## Work request
Reproduce word for word the part of the passage on the three UB Distinguished Professors starting at "Today, LoVerde teaches" and ending at "research on schistosomiasis.".

## Text block
- Opening Delimiter -
Three UB professors were given SUNY's highest award for teaching this week, as they were named Distinguished Professors.
The SUNY Board of Trustees honored Philip T. LoVerde of the School of Medicine, Barry Smith of the College of Arts and Sciences, and Tsu-Teh Soong of the School of Engineering and Applied Sciences with the honor.
LoVerde received a bachelors of science degree in Zoology from the University of Michigan in 1968. He received his Masters in Wildlife Management, and then his Masters and doctorate degrees in Epidemiologic Science.
"After I finished my studies in Michigan, I went on Purdue as an assistant professor, and then came to Buffalo as an assistant professor in 1981, and I have been here ever since," LoVerde said.
Today, LoVerde teaches a wide variety of students in a number of different disciplines.
"I teach medical, dental, undergrads and grad students as a team teacher," he said. "I team-teach the sections that deal with parasitology."
LoVerde has been a professor for many years but said his most important contributions have been to the study of parasitology and his research on schistosomiasis.
- Closing Delimiter -
## Recorded data
- Opening Delimiter -
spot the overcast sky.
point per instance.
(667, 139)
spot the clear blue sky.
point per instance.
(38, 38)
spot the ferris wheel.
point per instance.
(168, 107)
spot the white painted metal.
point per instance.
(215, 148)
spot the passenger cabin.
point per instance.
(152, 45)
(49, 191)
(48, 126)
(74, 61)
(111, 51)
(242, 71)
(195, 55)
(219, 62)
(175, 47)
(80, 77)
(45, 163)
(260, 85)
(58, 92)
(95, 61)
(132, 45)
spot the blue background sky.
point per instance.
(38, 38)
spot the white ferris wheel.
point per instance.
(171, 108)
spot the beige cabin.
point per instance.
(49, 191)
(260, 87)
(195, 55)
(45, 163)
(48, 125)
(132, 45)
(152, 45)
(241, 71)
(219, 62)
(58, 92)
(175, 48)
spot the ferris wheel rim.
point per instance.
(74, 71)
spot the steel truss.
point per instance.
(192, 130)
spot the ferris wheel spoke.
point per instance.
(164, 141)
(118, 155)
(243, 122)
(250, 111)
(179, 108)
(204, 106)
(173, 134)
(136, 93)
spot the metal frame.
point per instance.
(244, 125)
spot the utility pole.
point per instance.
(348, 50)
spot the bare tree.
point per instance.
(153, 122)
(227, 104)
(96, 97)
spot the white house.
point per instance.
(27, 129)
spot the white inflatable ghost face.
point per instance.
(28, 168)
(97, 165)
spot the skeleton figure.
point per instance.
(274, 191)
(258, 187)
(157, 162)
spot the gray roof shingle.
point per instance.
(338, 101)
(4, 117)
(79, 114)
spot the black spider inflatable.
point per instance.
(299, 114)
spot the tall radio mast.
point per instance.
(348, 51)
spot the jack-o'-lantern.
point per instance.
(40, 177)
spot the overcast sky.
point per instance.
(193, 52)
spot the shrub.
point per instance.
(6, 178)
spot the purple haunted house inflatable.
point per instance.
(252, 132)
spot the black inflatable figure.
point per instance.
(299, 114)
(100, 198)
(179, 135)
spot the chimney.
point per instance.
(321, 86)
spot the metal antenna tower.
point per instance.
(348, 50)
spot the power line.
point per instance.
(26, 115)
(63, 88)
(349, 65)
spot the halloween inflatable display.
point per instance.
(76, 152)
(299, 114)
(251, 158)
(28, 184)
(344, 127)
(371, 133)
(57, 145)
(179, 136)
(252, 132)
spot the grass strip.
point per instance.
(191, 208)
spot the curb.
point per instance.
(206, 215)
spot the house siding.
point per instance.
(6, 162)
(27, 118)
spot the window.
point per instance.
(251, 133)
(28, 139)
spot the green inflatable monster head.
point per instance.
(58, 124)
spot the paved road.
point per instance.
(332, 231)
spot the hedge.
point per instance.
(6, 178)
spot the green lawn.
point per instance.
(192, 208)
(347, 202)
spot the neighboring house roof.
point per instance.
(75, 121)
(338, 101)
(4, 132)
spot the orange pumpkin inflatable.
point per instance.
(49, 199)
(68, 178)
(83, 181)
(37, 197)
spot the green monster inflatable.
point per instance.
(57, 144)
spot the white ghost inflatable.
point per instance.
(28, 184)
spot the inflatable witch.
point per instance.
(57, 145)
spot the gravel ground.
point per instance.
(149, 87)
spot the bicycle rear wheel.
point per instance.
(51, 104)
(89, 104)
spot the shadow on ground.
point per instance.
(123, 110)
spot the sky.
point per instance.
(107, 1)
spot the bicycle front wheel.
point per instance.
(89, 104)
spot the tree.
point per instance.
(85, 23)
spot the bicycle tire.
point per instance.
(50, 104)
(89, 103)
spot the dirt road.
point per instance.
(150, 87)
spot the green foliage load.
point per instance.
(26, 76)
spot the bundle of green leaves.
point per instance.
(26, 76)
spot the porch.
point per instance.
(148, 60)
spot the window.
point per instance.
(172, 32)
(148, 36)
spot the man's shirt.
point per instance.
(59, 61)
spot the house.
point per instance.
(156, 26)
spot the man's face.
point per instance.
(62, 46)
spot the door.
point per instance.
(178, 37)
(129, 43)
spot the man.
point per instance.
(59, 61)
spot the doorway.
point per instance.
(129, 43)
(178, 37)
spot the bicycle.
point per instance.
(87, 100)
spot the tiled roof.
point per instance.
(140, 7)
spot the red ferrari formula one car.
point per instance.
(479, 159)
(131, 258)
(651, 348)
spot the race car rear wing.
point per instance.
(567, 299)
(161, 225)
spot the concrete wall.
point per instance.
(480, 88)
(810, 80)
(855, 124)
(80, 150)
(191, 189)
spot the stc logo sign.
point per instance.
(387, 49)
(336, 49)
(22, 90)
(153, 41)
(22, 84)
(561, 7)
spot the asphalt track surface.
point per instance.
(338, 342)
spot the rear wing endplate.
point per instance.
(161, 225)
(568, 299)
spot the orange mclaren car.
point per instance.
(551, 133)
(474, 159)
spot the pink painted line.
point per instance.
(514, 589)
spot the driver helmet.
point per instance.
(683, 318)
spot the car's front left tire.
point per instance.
- Closing Delimiter -
## Answer to the exercise
Today, LoVerde teaches a wide variety of students in a number of different disciplines.
"I teach medical, dental, undergrads and grad students as a team teacher," he said. "I team-teach the sections that deal with parasitology."
LoVerde has been a professor for many years but said his most important contributions have been to the study of parasitology and his research on schistosomiasis.